## Task instructions
Each entry is to be restated word for word, with nothing omitted.

## Given records
※

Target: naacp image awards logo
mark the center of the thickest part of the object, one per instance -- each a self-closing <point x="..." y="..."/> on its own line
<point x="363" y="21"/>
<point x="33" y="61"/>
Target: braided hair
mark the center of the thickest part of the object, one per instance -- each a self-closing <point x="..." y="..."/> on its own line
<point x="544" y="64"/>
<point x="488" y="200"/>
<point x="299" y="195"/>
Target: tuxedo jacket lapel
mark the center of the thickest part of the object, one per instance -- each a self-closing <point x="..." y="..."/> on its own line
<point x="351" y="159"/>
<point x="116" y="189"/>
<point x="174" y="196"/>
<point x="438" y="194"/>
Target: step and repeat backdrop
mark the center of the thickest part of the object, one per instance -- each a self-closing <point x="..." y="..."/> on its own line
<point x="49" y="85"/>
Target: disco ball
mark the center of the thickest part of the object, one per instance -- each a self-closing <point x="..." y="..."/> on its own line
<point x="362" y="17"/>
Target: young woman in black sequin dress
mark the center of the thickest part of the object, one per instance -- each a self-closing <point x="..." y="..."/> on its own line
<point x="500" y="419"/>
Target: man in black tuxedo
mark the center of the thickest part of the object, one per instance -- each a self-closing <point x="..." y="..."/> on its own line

※

## Result of this exercise
Target: naacp image awards logo
mark the center of the thickest part of the object, one per instance -- each a self-closing <point x="..." y="..."/> on its own line
<point x="363" y="21"/>
<point x="33" y="61"/>
Target: braided hair
mark the center of the thickest part of the object, one per instance -- each a self-closing <point x="..." y="..."/> on its own line
<point x="544" y="64"/>
<point x="488" y="200"/>
<point x="299" y="195"/>
Target: tuxedo jacket lapel
mark the center of the thickest part of the object, one per instance -- each a self-closing <point x="..." y="..."/> on its own line
<point x="351" y="159"/>
<point x="116" y="189"/>
<point x="174" y="196"/>
<point x="438" y="194"/>
Target: step and repeat backdrop
mark the center of the thickest part of the object, one per instance -- each a self-closing <point x="..." y="..."/> on its own line
<point x="49" y="85"/>
Target: disco ball
mark the center of the thickest part of the object, one per instance -- each a self-closing <point x="..." y="..."/> on its own line
<point x="362" y="17"/>
Target: young woman in black sequin dress
mark the center of the thickest part of the object, one per instance -- each a self-closing <point x="..." y="..."/> on its own line
<point x="500" y="419"/>
Target: man in black tuxedo
mark the center of the thickest part of the object, one per instance -- each a self-closing <point x="..." y="..."/> on its own line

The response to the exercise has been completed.